# Problem:
Extract every line in the records below that contains the string "Target", and copy each one in full.

# Photo-based point labeling data:
■ ■ ■ ■ ■ ■ ■

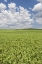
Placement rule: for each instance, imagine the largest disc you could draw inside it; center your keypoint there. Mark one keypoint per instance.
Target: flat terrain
(20, 46)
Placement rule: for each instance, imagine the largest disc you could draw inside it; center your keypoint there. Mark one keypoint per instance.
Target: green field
(20, 46)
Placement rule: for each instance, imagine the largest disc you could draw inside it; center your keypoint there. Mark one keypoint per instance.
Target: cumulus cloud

■ ■ ■ ■ ■ ■ ■

# Answer in full:
Target: flat terrain
Target: green field
Target: cumulus cloud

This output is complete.